■ EXERCISE DESCRIPTION: In the entries that follow, copy exactly each line from the first through the line with "Each instance of the arched window".
=======
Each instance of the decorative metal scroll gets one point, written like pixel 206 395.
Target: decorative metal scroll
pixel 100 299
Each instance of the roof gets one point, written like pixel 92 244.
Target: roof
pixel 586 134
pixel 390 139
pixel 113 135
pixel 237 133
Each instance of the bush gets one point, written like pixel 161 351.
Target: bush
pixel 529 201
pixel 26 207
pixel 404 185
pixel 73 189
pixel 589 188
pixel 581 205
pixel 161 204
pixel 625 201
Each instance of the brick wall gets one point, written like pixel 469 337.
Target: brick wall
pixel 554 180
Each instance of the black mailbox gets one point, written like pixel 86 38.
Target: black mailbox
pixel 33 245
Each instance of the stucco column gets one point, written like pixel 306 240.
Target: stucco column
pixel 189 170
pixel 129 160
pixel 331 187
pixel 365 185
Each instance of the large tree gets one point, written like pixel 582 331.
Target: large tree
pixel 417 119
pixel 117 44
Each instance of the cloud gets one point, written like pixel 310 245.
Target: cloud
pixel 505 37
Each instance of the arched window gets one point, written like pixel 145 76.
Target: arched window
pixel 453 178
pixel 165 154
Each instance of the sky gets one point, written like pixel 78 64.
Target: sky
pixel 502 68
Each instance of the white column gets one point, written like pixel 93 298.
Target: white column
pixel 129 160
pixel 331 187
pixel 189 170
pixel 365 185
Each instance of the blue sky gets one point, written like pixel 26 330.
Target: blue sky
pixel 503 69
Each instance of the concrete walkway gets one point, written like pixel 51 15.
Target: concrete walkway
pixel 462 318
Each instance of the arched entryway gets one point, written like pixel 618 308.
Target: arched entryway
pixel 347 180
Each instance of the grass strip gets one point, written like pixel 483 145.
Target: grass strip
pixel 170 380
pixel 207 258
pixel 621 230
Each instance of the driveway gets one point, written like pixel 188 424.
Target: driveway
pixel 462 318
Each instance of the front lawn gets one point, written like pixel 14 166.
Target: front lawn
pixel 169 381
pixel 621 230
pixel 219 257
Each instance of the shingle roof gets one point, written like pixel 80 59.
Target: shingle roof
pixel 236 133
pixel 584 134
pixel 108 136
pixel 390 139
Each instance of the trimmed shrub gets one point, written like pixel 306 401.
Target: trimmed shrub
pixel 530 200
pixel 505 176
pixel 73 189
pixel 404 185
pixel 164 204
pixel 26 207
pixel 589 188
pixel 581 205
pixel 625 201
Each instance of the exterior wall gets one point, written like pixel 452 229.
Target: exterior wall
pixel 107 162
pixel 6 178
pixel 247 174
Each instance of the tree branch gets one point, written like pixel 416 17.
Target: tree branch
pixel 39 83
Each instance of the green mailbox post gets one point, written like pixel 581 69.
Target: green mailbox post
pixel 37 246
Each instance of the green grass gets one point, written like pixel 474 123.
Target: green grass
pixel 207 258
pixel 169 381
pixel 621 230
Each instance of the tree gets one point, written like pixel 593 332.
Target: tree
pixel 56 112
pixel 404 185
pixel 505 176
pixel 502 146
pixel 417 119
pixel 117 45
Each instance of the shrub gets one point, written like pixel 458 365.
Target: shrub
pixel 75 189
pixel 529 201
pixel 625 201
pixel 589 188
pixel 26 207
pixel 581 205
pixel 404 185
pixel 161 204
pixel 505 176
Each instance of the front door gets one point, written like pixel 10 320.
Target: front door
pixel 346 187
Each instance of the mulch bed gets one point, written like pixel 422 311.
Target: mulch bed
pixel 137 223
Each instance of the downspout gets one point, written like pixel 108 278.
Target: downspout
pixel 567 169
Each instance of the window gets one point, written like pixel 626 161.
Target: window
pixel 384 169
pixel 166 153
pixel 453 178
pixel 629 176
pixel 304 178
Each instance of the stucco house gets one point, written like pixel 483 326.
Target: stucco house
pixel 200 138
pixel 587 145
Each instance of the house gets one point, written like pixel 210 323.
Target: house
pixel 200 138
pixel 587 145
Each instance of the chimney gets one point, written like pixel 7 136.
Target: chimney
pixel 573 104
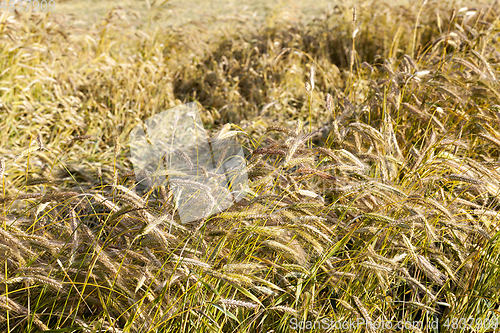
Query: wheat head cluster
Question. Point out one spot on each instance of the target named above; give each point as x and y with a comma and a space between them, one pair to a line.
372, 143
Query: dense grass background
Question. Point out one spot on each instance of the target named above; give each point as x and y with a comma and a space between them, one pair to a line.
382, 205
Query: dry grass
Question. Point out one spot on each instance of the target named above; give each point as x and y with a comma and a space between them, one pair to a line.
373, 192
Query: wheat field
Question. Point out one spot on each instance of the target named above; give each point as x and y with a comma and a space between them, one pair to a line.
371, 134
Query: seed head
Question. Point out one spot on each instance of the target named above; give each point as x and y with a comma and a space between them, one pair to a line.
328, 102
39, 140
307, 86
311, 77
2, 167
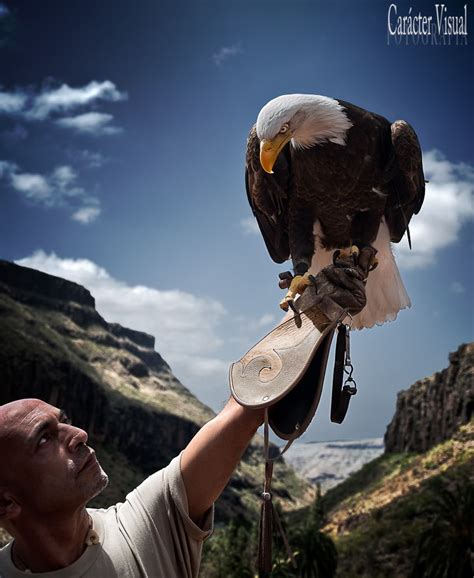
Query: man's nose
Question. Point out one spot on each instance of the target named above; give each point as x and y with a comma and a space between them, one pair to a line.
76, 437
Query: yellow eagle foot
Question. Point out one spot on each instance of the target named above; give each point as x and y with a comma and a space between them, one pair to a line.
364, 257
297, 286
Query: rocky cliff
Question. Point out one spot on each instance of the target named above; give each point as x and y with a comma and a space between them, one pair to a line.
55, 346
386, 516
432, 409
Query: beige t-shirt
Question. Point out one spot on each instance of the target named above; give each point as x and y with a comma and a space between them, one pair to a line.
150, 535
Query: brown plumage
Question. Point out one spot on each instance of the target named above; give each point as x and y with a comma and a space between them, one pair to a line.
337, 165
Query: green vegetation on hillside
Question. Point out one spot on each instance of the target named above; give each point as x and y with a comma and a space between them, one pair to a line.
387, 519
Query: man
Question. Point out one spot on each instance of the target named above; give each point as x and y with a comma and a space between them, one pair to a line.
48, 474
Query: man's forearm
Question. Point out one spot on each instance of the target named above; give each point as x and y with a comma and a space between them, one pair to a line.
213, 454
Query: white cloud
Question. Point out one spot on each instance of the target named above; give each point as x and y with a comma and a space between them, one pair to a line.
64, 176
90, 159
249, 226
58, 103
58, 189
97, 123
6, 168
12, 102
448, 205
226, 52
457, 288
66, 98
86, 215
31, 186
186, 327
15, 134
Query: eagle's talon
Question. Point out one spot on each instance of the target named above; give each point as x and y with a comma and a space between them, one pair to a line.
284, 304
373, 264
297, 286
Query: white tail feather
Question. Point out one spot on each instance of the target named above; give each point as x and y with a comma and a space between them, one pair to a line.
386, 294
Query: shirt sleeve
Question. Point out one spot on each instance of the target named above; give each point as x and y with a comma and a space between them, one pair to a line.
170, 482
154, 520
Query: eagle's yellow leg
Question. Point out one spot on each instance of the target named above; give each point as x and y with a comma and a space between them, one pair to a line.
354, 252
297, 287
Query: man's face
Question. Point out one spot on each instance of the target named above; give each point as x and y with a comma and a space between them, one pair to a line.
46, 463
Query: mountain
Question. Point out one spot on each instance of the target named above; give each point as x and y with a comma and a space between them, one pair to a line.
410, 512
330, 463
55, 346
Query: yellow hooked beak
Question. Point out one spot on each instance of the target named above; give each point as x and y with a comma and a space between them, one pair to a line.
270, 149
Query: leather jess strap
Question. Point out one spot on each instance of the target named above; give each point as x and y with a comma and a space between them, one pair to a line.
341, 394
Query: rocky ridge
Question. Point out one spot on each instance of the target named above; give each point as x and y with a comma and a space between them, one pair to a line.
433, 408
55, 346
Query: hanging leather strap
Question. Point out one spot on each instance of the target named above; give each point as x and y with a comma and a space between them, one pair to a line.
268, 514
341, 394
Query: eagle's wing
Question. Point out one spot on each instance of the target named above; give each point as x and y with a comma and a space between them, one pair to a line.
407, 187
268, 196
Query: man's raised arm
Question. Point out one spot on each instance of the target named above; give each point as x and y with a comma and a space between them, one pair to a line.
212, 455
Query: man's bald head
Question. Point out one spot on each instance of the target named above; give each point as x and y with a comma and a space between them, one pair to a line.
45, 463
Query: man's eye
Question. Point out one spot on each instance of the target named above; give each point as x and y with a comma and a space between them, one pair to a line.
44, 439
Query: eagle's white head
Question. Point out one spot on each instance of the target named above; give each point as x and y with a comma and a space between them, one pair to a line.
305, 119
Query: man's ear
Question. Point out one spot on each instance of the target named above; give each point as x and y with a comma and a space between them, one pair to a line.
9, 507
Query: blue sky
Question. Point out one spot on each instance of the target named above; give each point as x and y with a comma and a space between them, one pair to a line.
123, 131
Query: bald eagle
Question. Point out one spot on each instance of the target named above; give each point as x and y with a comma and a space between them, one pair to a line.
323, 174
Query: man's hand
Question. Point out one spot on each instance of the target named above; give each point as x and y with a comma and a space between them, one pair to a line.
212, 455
=======
■ EXPECTED ANSWER:
Each instance of the decorative metal scroll gets one point, written like pixel 206 395.
Target: decorative metal scroll
pixel 100 299
Each instance of the roof gets one point, written like pixel 92 244.
Target: roof
pixel 586 134
pixel 390 139
pixel 113 135
pixel 237 133
Each instance of the bush gets one point, written like pixel 161 351.
Target: bush
pixel 529 201
pixel 26 207
pixel 404 185
pixel 73 189
pixel 589 188
pixel 581 205
pixel 161 204
pixel 625 201
Each instance of the brick wall gets one point, written like pixel 469 337.
Target: brick wall
pixel 554 180
Each instance of the black mailbox gets one point, written like pixel 86 38.
Target: black mailbox
pixel 33 245
Each instance of the stucco column gets one point, written like pixel 306 240.
Target: stucco column
pixel 189 170
pixel 129 160
pixel 331 187
pixel 365 185
Each instance of the large tree gets one point, written like pixel 582 331.
Target: large tree
pixel 417 119
pixel 117 44
Each instance of the cloud gets one point, written like pixel 310 245.
Target: cloud
pixel 505 37
Each instance of the arched window gets one point, written like pixel 145 76.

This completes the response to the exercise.